Cullinan v. Ohio Dept. of Job & Family Servs.
2016 Ohio 1083
Ohio Ct. App.2016Background
- James Cullinan was ordered to pay monthly child support; he continued mailing monthly checks even after his employer began withholding the same amounts following agency notices in November 2004.
- Employer withholding began; Cullinan did not update contact information and often did not review pay stubs showing deductions.
- Agency staff discovered Cullinan’s account was overpaid and attempted contact in 2006–2007; letters were returned because Cullinan had moved and not notified the agency.
- In March 2010 the agency placed an impound order during a termination investigation and temporarily impounded funds while investigating emancipation/termination of the obligation.
- Cullinan sued ODJFS alleging conversion, equitable restitution, and breach of fiduciary duty for alleged over-collection; the Court of Claims dismissed for lack of jurisdiction (equitable relief), and Cullinan refiled in common pleas.
- The trial court granted summary judgment for ODJFS; this appeal challenges that ruling, arguing conversion/equitable restitution for wrongful retention of overpayments.

+===+

» **Exercise task 1**
Copy the part of the case summary that opens with "Cullinan v. Ohio" and closes with "in November 2004.", and rename "child support" to "spousal support" everywhere it appears.

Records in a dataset
+===+

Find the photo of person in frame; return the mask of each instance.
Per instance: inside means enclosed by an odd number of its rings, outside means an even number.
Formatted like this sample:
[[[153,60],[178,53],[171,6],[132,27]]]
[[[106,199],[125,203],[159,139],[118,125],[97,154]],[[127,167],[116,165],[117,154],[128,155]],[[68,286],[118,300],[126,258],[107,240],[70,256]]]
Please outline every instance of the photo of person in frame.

+===+

» **Exercise task 2**
Write out every one of the dataset entries above word for word.

» **Answer 1**
Cullinan v. Ohio Dept. of Job & Family Servs.
2016 Ohio 1083
Ohio Ct. App.2016Background
- James Cullinan was ordered to pay monthly spousal support; he continued mailing monthly checks even after his employer began withholding the same amounts following agency notices in November 2004.

» **Answer 2**
Find the photo of person in frame; return the mask of each instance.
Per instance: inside means enclosed by an odd number of its rings, outside means an even number.
Formatted like this sample:
[[[153,60],[178,53],[171,6],[132,27]]]
[[[106,199],[125,203],[159,139],[118,125],[97,154]],[[127,167],[116,165],[117,154],[128,155]],[[68,286],[118,300],[126,258],[107,240],[70,256]]]
Please outline every instance of the photo of person in frame.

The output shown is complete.